Emeute à Hyderabad హైదరాబాద్ en Inde – décembre 2009

[Youtube=http://www.youtube.com/watch?v=9BjYu-98VVE]
Clash between police and students in Hyderabad over Telangana issue
http://www.samaylive.com
Wed, 09 Dec 2009 at 16:07 IST
Hyderabad: Hyderabad was on security alert after police arrested several students and teachers of Osmania University to quell protests for a separate state as another group tried to lay siege to the state assembly.
About 3,000 armed policemen moved to the campus and swooped on the students on hunger strike to demand a Telangana state to be carved out of Andhra Pradesh.
Policemen, including paramilitary personnel, forcibly evacuated all hostels on the campus and took students into custody. The police also used force when students and teachers tried to resist the arrests.
« Prohibitory orders are in force and the assembly here is unlawful and hence we have arrested the students, » said Deputy Commissioner of Police Sheikh Mohammed Iqbal.
The arrests were to foil the students’ plans to march to the Assembly on Thursday. « There is no permission for the rally. We have our apprehension. Anti-social elements might create trouble, » the police officer said.
For the second time in three days, journalists also came under attack by the police on the campus. A few journalists covering the arrests were beaten up. Raising slogans against police, the media persons staged a sit-in.
Police also arrested legislative council member Chukka Ramaiah when he tried to go to Osmania University. The eminent academician sat on the road in protest when police stopped him.
^^^^^^^^^^^^^^^^
- [PROBLEM DETAILS]
Write out the passage of the Hyderabad protest report from "Policemen, including paramilitary" to "Sheikh Mohammed Iqbal.", word for word.

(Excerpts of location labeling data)
^^^^^^^^^^^^^^^^
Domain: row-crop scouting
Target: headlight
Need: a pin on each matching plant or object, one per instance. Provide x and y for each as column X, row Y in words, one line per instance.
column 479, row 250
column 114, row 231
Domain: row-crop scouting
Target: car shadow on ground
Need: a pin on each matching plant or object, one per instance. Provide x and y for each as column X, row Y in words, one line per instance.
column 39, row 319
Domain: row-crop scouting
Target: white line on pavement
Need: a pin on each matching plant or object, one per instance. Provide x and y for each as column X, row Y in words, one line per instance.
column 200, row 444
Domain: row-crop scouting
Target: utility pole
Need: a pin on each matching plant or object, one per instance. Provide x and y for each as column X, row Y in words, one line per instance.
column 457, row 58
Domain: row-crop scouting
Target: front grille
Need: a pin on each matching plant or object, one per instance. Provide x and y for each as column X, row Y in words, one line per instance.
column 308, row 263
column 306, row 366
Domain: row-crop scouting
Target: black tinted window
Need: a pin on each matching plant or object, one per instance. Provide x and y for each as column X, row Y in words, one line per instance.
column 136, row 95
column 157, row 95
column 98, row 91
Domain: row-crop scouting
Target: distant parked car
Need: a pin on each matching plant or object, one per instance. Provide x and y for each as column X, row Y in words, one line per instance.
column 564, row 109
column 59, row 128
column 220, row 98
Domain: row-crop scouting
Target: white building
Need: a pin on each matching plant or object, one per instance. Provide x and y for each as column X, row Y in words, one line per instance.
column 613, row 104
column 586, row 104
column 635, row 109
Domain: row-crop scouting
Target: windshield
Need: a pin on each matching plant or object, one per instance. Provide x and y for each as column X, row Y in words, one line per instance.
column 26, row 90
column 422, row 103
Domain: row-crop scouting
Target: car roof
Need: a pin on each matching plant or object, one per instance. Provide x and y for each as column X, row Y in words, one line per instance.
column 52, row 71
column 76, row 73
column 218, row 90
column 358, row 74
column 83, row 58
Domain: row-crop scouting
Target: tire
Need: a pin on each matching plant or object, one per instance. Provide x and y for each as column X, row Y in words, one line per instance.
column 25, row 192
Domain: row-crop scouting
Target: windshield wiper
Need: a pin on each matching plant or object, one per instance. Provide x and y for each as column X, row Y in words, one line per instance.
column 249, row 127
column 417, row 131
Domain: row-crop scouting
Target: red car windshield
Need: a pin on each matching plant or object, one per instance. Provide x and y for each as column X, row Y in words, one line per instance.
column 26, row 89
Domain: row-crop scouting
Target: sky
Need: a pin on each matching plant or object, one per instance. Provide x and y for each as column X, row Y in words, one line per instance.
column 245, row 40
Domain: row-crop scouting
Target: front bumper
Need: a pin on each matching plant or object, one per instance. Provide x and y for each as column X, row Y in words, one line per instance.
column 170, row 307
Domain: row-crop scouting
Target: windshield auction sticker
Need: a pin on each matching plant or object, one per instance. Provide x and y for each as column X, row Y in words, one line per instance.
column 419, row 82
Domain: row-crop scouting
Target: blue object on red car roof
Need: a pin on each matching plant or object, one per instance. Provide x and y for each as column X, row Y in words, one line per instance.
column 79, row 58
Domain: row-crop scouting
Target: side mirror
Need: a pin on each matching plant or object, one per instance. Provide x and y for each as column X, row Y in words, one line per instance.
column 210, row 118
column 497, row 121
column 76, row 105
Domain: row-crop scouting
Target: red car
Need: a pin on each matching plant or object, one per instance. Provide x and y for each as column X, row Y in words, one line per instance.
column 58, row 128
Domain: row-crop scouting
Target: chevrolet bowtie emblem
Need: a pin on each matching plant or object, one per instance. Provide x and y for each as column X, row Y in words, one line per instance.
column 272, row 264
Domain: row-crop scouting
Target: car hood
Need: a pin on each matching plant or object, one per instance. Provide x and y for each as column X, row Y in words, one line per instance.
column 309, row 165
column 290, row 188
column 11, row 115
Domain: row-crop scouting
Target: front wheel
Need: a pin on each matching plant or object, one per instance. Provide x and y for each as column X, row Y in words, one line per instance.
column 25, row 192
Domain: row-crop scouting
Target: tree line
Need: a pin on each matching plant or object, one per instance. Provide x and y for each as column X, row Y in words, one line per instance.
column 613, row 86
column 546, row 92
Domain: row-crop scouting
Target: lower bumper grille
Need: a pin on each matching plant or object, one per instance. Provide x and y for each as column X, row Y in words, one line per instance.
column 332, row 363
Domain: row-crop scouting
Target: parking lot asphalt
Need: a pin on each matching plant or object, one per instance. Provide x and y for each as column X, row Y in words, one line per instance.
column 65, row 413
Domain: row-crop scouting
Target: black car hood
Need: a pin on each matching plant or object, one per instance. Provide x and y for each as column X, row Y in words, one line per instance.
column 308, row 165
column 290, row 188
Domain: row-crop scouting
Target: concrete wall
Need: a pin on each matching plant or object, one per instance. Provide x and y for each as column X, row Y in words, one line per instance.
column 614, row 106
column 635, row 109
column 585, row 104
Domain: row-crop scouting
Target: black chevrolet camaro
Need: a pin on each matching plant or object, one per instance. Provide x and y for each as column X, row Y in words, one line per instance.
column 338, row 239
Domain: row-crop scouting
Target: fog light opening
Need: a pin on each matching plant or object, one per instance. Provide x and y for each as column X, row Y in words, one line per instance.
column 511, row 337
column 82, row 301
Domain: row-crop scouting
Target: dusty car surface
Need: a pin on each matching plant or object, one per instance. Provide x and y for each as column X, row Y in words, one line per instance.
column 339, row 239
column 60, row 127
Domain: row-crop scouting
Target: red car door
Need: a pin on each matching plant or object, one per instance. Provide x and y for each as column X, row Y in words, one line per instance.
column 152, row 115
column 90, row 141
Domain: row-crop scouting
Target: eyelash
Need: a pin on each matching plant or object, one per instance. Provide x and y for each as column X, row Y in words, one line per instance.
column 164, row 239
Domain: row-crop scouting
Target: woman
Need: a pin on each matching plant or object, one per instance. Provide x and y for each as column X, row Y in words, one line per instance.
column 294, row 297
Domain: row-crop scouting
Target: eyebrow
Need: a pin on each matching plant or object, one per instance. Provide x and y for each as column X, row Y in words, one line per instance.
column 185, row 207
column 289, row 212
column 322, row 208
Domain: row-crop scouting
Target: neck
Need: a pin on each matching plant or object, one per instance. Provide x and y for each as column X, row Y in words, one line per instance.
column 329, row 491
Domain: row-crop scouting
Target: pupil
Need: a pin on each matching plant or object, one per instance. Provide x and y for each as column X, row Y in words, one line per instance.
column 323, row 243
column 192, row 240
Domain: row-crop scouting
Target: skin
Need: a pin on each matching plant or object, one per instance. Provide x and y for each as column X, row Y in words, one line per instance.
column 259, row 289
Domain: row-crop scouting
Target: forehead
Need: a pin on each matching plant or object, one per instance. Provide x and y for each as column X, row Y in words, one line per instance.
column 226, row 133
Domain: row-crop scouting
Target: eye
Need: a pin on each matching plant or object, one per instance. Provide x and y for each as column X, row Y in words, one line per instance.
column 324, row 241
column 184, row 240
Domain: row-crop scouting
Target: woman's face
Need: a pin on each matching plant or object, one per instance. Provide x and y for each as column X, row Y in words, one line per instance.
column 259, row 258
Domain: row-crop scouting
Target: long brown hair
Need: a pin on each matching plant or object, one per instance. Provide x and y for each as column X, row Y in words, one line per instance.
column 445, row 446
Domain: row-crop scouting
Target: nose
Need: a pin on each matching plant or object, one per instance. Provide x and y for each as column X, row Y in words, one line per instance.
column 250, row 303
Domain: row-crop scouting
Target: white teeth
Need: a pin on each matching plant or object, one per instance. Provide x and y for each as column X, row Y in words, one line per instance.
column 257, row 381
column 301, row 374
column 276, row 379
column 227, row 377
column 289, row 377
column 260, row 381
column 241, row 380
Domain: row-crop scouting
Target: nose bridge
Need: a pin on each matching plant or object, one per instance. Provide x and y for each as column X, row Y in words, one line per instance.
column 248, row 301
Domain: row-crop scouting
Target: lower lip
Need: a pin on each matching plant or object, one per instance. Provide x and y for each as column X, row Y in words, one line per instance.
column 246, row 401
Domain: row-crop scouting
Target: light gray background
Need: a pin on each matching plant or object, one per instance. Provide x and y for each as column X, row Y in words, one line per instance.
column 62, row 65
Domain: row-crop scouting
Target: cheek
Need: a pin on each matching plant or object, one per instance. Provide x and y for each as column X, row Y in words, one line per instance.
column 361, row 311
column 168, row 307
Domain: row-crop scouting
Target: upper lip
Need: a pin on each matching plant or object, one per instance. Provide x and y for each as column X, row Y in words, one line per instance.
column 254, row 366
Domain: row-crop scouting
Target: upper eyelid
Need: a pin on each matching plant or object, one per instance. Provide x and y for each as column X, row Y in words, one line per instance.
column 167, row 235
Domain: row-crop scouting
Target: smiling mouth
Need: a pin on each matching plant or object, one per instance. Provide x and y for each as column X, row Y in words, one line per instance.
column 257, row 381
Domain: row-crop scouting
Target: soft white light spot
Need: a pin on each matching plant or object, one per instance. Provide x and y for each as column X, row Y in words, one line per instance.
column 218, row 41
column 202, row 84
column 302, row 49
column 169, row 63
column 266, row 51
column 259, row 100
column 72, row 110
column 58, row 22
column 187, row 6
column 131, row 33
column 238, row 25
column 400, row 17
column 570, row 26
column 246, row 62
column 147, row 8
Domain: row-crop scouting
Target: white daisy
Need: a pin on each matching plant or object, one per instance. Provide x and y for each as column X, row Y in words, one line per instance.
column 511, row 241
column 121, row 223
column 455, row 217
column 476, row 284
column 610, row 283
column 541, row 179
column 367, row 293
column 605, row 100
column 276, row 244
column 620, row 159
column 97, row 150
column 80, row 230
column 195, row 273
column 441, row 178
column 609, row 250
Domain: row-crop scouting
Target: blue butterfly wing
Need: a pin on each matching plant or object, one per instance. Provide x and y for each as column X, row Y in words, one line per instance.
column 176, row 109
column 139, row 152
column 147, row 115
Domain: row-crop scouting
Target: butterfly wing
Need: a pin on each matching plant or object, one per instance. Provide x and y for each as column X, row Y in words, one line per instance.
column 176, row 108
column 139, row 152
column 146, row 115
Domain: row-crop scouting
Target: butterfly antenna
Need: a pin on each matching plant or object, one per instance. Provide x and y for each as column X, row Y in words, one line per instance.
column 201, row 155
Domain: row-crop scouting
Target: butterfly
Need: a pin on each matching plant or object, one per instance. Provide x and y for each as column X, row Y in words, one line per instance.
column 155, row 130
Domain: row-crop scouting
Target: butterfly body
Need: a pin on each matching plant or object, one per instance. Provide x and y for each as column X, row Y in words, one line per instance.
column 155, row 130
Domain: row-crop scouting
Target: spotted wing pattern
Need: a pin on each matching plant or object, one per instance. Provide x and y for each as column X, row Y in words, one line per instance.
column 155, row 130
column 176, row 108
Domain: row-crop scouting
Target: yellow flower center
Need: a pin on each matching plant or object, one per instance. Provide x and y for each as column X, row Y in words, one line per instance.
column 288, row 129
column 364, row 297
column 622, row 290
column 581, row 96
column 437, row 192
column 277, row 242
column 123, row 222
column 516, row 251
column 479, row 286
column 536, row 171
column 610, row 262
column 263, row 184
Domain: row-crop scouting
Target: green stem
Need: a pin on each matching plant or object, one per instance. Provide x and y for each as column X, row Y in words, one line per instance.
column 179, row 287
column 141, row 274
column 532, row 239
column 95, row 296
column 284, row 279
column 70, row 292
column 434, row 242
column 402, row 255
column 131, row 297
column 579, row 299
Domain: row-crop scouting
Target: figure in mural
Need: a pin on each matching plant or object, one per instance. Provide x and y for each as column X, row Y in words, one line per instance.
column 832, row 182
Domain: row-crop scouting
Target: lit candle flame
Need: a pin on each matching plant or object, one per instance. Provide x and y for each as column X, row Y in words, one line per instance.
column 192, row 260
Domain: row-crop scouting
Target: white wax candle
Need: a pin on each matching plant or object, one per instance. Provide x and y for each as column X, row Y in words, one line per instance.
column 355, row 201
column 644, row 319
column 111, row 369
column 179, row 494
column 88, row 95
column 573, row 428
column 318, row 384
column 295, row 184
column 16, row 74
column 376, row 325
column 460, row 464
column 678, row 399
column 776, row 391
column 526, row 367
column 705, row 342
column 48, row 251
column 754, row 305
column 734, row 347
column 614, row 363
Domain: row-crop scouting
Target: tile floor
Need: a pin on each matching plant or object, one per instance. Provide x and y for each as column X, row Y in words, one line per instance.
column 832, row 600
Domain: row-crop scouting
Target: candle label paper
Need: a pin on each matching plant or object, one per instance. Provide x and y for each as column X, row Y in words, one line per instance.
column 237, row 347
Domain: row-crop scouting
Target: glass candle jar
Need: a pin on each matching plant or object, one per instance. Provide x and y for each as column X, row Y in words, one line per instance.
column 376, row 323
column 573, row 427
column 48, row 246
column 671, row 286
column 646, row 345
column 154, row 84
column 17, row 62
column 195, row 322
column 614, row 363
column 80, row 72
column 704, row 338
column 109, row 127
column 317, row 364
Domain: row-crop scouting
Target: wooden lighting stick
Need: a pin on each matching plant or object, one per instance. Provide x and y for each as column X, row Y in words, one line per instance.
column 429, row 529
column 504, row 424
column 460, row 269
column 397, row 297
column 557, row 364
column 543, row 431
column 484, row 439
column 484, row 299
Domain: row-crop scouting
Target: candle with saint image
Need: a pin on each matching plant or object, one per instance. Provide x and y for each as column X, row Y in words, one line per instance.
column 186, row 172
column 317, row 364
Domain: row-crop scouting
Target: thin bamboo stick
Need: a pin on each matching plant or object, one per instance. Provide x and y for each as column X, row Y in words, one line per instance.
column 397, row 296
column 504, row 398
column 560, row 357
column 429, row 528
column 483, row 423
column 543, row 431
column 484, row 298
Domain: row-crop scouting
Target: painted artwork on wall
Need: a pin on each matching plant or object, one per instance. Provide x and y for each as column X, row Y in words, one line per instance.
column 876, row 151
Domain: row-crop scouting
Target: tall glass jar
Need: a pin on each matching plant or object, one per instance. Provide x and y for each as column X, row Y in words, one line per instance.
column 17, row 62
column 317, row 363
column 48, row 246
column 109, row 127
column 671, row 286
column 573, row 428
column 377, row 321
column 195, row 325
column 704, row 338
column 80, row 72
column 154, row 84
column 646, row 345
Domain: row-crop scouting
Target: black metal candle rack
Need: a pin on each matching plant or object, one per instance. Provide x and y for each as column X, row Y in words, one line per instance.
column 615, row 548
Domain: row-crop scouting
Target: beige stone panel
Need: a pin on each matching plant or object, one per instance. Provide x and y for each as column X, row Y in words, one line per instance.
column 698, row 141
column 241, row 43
^^^^^^^^^^^^^^^^
- [TASK SOLUTION]
Policemen, including paramilitary personnel, forcibly evacuated all hostels on the campus and took students into custody. The police also used force when students and teachers tried to resist the arrests.
« Prohibitory orders are in force and the assembly here is unlawful and hence we have arrested the students, » said Deputy Commissioner of Police Sheikh Mohammed Iqbal.